Saved entries:
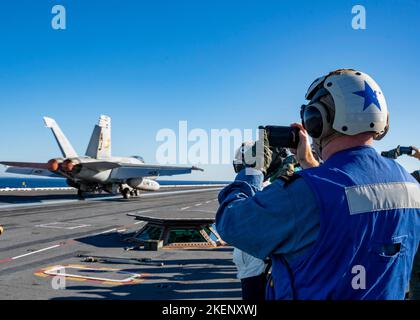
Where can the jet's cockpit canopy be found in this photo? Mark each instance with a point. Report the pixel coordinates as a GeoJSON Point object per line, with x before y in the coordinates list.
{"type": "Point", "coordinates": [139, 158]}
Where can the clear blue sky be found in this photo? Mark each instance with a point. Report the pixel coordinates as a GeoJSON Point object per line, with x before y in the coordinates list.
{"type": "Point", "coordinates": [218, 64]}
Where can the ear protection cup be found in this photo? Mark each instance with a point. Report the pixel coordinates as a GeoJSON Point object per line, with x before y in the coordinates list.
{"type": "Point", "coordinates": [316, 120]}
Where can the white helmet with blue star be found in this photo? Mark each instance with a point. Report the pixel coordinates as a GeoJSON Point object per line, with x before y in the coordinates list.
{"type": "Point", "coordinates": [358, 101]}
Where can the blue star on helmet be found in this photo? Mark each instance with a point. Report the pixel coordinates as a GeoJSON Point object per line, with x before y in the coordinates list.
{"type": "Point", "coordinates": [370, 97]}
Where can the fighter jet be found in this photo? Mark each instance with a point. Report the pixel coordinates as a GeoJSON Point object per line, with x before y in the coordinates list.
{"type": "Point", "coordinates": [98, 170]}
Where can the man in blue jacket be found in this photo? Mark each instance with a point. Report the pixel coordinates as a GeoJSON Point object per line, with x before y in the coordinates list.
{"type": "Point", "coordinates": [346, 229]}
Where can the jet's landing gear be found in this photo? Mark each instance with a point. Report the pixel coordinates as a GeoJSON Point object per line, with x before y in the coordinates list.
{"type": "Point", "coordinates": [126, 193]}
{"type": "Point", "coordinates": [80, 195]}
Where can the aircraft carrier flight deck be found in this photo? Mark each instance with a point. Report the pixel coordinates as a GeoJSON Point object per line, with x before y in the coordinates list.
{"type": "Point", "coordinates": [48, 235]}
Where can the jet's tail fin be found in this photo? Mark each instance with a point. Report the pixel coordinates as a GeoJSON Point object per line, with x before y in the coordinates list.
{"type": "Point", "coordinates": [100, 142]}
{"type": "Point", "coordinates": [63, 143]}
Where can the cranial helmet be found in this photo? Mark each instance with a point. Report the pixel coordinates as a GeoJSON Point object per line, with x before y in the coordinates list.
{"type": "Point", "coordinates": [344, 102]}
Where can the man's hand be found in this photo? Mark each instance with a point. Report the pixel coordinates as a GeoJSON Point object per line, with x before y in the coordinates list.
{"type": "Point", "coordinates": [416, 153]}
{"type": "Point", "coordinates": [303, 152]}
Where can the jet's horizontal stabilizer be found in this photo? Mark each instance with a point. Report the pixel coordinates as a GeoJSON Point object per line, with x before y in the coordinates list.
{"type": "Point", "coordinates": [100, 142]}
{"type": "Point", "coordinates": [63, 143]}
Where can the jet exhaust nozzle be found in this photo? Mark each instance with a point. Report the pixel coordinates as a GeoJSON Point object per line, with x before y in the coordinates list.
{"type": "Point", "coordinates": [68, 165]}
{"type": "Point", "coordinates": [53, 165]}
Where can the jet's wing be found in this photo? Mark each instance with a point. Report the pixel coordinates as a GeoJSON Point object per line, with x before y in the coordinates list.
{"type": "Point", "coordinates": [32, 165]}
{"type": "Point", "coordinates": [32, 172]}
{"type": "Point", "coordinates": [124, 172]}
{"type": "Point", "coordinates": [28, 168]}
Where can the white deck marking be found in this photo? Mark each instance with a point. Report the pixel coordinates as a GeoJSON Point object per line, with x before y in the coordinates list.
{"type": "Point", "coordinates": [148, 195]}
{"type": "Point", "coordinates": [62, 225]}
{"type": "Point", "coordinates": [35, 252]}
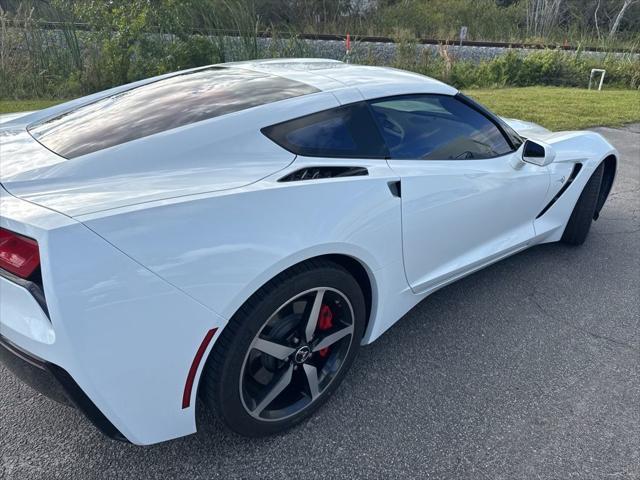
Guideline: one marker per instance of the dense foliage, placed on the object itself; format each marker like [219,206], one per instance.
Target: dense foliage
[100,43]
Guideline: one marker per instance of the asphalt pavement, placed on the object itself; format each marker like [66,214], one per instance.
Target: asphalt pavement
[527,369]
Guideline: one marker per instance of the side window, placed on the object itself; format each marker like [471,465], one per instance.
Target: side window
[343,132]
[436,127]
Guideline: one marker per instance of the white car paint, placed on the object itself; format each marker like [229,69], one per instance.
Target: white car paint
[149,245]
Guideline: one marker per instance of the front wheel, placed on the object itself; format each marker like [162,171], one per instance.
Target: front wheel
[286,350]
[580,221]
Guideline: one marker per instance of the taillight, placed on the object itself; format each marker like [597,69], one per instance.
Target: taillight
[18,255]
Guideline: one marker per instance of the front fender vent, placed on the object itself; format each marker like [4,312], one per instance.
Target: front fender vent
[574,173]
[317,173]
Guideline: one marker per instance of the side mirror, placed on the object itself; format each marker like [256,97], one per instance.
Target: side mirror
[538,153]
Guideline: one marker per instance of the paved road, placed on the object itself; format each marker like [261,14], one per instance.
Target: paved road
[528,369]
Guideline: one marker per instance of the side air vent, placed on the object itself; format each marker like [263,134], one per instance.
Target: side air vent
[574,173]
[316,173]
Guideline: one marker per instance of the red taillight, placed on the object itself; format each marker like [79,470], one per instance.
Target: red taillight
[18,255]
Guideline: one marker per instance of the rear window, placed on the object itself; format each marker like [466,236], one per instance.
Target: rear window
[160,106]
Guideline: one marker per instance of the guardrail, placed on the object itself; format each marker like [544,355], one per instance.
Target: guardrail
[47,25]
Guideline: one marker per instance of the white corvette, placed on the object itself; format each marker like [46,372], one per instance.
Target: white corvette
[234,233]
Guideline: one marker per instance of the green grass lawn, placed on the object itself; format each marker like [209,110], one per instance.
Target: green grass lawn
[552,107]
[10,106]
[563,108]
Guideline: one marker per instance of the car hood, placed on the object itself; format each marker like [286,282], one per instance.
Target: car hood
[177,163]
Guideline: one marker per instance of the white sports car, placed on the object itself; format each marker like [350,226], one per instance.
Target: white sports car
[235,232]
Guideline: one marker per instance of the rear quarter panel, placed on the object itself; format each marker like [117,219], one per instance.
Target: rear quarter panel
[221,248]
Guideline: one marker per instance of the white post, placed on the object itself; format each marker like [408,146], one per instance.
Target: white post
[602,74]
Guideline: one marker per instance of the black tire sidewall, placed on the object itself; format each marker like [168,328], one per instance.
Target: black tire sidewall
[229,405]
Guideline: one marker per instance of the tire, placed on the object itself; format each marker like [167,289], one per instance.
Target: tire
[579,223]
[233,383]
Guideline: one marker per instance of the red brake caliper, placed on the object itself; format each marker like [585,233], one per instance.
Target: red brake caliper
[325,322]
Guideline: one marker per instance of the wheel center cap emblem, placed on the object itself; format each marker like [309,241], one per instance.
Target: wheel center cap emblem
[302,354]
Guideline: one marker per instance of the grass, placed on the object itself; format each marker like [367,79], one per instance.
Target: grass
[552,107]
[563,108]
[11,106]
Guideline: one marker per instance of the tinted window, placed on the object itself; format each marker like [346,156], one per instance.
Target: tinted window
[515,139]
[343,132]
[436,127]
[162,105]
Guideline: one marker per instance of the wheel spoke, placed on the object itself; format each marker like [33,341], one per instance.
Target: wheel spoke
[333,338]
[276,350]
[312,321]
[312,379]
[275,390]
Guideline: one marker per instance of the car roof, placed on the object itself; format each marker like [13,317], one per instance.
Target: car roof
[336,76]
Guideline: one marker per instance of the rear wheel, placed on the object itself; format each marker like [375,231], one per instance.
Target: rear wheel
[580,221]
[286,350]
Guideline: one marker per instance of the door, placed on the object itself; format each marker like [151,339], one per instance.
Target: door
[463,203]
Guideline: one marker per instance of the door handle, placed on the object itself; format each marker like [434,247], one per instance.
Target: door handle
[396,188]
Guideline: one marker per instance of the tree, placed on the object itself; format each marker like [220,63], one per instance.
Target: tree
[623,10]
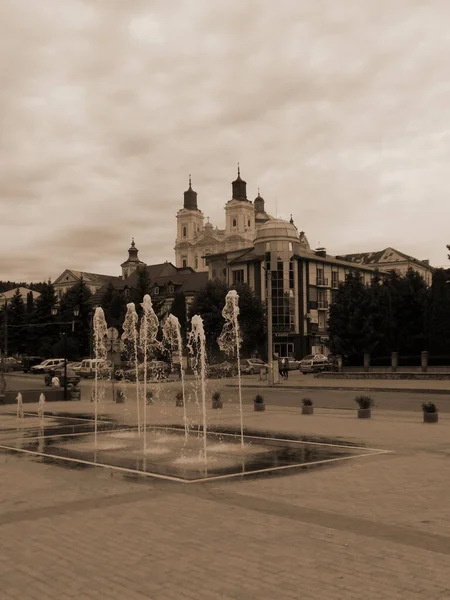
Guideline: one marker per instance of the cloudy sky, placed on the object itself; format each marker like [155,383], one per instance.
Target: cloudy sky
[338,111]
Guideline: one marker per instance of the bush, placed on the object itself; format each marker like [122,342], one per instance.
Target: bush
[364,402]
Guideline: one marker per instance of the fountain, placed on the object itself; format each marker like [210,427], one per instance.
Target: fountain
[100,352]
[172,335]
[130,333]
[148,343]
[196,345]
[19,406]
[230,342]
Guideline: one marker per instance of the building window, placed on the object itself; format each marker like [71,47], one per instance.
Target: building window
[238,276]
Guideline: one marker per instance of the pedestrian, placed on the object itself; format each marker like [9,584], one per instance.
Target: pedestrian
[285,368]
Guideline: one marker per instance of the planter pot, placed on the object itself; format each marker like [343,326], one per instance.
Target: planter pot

**What is needed**
Only the lines from the one with "Guideline: one marker per instance of the fountain, placed" through the end of the material are wanted; copy them exactly, both ends included.

**Answer for this exercise**
Guideline: one marker per instance of the fountain, placed on the object itself; format each marker like [210,427], one per instance.
Target: fountain
[100,352]
[172,335]
[130,333]
[148,343]
[196,345]
[19,406]
[230,342]
Guideline: one marker per instance of the building window, placed on the object itself; format each marker like [71,47], one per instance.
Target: building window
[238,276]
Guideline: one marker per instance of the pedestrian, placed on the object itself; format each marker like [9,584], one per instance.
Target: pedestrian
[285,368]
Guideline: one marker per instance of the planter pot, placed on the object itself; format each marker like [343,326], one per instance.
Target: planter pot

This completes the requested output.